▶ [Problem description]:
Revise the items below by replacing each occurrence of "black fur busby" with "bearskin hat", leaving all other text unchanged. Omit the pictures from your answer.

▶ [Information given]:
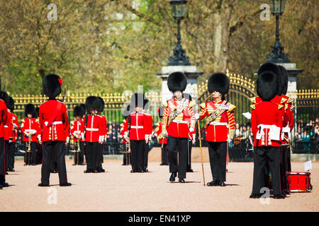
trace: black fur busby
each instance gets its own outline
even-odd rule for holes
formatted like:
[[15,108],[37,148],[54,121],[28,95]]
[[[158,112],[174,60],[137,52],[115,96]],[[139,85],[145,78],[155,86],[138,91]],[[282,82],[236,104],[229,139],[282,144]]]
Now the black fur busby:
[[34,117],[35,115],[35,107],[33,104],[28,104],[24,107],[24,115],[28,117],[28,114],[32,114]]
[[191,101],[191,96],[189,93],[183,93],[183,97],[189,100],[189,101]]
[[187,86],[187,78],[182,72],[173,72],[167,78],[167,86],[171,92],[184,92]]
[[85,114],[85,109],[78,105],[78,106],[75,106],[74,108],[73,109],[73,117],[80,117],[81,118],[83,117],[83,115],[84,115]]
[[229,78],[225,74],[216,73],[209,77],[207,88],[209,93],[218,91],[223,96],[228,93],[229,84]]
[[42,82],[42,88],[44,94],[50,98],[58,96],[62,91],[62,80],[59,76],[53,73],[47,75]]
[[8,93],[6,93],[6,91],[1,91],[0,92],[0,99],[2,100],[3,101],[4,101],[4,102],[6,103],[6,105],[8,107],[8,105],[9,105],[9,96],[8,95]]
[[102,97],[98,97],[100,100],[100,107],[99,109],[99,112],[102,112],[104,110],[105,102],[104,100]]
[[87,97],[85,101],[85,107],[86,107],[87,111],[89,111],[90,109],[99,110],[101,107],[101,101],[98,97],[94,96]]
[[130,107],[132,109],[136,107],[140,107],[144,108],[145,100],[144,100],[145,95],[142,93],[134,93],[130,97]]
[[158,113],[158,116],[160,117],[160,118],[162,118],[163,117],[164,109],[165,109],[165,107],[164,107],[163,105],[160,107],[160,108],[158,109],[157,113]]
[[281,76],[281,70],[277,65],[267,62],[260,66],[257,73],[257,95],[262,100],[269,101],[279,94],[281,80],[278,77]]
[[286,95],[288,90],[288,80],[289,80],[288,72],[286,70],[286,69],[281,65],[279,65],[279,69],[280,71],[281,71],[281,83],[280,84],[280,90],[281,90],[280,93],[281,94]]
[[6,107],[10,109],[11,113],[13,112],[13,110],[14,110],[14,100],[11,97],[9,97],[9,105],[8,105],[8,106],[6,106]]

▶ [Exercise response]:
trace: bearskin hat
each instance gets its own outline
even-odd rule for holes
formatted like:
[[15,108],[37,148],[54,121],[28,95]]
[[[158,112],[174,60],[137,52],[115,96]],[[139,85],[145,78],[155,86],[138,91]],[[282,82],[236,104],[229,139],[282,144]]]
Now the bearskin hat:
[[34,117],[35,115],[35,107],[33,104],[28,104],[24,107],[24,115],[28,117],[28,114],[32,114]]
[[191,101],[191,96],[189,93],[183,93],[183,97],[189,100],[189,101]]
[[187,86],[187,78],[182,72],[173,72],[167,78],[167,86],[171,92],[184,92]]
[[85,114],[85,109],[78,105],[78,106],[75,106],[74,108],[73,109],[73,117],[80,117],[81,118],[83,117],[83,115],[84,115]]
[[229,78],[225,74],[216,73],[209,77],[207,88],[209,93],[218,91],[223,96],[228,93],[229,84]]
[[42,82],[42,88],[44,94],[50,98],[58,96],[62,91],[62,80],[59,76],[53,73],[47,75]]
[[8,93],[6,93],[6,91],[1,91],[0,92],[0,99],[2,100],[3,101],[4,101],[4,102],[6,103],[6,105],[8,107],[8,105],[9,105],[9,96],[8,95]]
[[102,97],[98,97],[100,100],[100,107],[99,109],[99,112],[102,112],[104,110],[105,102],[104,100]]
[[87,97],[85,101],[85,107],[86,107],[87,111],[89,111],[90,109],[99,110],[101,107],[101,101],[98,97],[94,96]]
[[130,107],[132,109],[136,107],[140,107],[144,108],[145,100],[144,100],[145,95],[142,93],[134,93],[130,97]]
[[158,113],[158,116],[160,117],[160,118],[162,118],[163,117],[164,109],[165,109],[165,107],[164,107],[163,105],[160,107],[160,108],[158,109],[157,113]]
[[281,76],[281,70],[277,65],[267,62],[260,66],[257,73],[257,95],[262,100],[269,101],[279,94],[281,80],[278,77]]
[[286,95],[288,90],[288,80],[289,80],[288,72],[286,70],[286,69],[281,65],[279,65],[279,69],[280,71],[281,71],[281,83],[280,84],[280,90],[281,90],[280,93],[281,94]]
[[6,107],[10,109],[11,113],[13,112],[13,110],[14,110],[14,100],[11,97],[9,97],[9,105],[8,105],[8,106],[6,106]]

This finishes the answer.